-- Begin ENTRIES --

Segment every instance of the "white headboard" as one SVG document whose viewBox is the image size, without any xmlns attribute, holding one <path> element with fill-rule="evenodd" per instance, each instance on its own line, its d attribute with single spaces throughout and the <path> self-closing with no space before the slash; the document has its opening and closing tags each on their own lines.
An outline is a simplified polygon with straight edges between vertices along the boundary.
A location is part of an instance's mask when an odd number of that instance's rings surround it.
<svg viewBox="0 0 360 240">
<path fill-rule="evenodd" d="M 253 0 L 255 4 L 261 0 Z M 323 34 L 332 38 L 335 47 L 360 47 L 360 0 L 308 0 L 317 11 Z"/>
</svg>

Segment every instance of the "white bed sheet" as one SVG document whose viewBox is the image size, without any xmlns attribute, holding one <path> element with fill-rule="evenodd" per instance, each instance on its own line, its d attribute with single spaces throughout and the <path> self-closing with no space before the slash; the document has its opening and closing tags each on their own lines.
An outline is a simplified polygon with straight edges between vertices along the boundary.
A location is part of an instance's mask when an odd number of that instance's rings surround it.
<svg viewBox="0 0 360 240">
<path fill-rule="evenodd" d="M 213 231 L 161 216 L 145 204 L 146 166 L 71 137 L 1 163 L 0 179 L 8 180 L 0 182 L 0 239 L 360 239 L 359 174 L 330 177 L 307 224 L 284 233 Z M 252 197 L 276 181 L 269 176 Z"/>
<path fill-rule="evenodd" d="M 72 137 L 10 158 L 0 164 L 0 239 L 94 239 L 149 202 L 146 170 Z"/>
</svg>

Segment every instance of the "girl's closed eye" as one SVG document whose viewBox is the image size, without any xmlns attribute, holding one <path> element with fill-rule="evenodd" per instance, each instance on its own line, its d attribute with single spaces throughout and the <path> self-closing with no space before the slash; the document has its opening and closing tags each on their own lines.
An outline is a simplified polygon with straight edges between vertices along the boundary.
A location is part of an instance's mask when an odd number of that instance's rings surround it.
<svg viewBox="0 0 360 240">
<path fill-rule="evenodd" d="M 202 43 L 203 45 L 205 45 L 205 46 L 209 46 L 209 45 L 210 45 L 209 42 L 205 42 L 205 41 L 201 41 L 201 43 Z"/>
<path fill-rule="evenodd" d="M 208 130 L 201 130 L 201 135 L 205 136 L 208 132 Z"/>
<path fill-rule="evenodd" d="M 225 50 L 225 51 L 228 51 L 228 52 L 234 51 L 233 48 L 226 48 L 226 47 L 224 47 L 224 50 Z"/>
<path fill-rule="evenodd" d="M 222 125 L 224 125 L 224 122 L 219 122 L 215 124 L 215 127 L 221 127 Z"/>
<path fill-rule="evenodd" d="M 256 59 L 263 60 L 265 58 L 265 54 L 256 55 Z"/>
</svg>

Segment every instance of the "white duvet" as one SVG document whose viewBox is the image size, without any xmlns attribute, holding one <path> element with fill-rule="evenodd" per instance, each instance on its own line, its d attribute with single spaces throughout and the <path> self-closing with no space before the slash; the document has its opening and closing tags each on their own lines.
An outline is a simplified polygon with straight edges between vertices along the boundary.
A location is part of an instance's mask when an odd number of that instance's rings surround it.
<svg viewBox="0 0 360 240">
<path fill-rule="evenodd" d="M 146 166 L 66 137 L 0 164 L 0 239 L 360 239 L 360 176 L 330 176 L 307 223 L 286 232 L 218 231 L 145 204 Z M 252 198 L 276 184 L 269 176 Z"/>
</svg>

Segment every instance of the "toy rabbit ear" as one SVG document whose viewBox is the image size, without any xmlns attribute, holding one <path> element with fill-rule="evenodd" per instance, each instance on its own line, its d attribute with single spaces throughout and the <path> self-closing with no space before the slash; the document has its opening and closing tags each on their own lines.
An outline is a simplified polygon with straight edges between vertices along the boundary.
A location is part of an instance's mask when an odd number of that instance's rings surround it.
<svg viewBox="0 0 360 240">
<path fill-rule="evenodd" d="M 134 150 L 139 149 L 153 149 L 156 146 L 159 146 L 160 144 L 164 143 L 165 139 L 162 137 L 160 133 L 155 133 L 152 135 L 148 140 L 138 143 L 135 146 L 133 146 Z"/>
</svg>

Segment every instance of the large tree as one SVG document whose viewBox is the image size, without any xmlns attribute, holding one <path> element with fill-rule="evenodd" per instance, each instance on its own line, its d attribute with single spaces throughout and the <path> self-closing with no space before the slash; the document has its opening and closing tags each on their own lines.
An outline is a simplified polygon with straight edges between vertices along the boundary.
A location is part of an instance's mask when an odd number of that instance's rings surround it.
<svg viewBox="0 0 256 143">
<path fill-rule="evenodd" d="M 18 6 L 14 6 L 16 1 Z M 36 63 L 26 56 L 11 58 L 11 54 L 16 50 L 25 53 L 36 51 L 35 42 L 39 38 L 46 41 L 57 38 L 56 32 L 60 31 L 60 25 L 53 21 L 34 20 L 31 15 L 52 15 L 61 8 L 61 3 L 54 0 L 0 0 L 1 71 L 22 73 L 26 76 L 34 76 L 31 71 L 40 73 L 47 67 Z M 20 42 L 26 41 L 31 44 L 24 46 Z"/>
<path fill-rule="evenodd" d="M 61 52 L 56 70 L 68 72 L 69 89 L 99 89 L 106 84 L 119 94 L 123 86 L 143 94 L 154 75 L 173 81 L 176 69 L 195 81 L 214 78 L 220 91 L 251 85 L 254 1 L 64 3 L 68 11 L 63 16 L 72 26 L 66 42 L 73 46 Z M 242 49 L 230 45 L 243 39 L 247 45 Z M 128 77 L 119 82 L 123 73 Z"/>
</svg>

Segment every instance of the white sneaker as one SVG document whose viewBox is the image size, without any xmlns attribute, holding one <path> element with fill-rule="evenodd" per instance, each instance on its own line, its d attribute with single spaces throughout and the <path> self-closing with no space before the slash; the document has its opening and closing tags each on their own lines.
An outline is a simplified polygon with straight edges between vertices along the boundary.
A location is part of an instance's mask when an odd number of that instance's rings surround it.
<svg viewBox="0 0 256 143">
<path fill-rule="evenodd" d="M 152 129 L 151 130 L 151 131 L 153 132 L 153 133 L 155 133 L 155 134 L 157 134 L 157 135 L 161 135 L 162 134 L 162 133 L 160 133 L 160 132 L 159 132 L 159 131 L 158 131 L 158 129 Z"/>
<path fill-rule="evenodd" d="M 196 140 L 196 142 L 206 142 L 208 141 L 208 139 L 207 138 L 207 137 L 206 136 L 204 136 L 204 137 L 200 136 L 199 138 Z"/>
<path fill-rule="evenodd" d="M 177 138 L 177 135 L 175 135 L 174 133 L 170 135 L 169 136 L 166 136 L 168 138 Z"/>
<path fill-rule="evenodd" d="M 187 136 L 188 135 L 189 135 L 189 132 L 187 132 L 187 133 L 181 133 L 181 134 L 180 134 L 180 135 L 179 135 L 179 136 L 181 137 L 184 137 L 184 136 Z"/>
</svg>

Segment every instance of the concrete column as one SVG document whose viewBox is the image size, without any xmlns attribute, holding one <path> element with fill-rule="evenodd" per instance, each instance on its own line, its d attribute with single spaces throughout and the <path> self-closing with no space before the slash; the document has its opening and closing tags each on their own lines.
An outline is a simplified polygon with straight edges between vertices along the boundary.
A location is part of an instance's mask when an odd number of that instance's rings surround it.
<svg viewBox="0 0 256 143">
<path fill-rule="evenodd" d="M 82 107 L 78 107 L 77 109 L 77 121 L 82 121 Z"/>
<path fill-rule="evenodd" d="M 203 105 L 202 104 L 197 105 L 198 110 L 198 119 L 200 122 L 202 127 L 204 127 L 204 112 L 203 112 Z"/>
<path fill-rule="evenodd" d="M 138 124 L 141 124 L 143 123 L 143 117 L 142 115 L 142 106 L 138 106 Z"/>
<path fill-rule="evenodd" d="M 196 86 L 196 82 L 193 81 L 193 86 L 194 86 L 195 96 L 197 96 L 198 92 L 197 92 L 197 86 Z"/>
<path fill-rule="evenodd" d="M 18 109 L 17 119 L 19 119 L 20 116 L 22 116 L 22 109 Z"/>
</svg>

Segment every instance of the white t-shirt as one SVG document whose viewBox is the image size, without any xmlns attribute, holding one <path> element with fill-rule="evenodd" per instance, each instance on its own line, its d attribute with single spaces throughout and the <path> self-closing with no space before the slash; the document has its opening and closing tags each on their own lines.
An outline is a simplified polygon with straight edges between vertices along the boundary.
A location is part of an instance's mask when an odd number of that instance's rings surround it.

-- End ENTRIES --

SET EXERCISE >> In the listing above, reproduce every line unchanged from the line with "Segment every instance of the concrete" to the line with "138 124 L 141", including both of those lines.

EXERCISE ANSWER >>
Segment every instance of the concrete column as one SVG document whose viewBox is the image size, without any xmlns attribute, holding one <path> element with fill-rule="evenodd" per instance, each instance on its own line, its d attribute with single spaces throughout and the <path> self-closing with no space before the slash; the document has its opening and closing tags each on their own lines.
An outline is a simplified polygon with straight edges between vertices along the boundary.
A location is part of an instance's mask when an odd number of that instance's rings surround it.
<svg viewBox="0 0 256 143">
<path fill-rule="evenodd" d="M 82 107 L 78 107 L 77 109 L 77 121 L 82 121 Z"/>
<path fill-rule="evenodd" d="M 203 105 L 202 104 L 197 105 L 198 110 L 198 119 L 200 122 L 202 127 L 204 127 L 204 112 L 203 112 Z"/>
<path fill-rule="evenodd" d="M 138 124 L 141 124 L 143 123 L 143 117 L 142 115 L 142 106 L 138 106 Z"/>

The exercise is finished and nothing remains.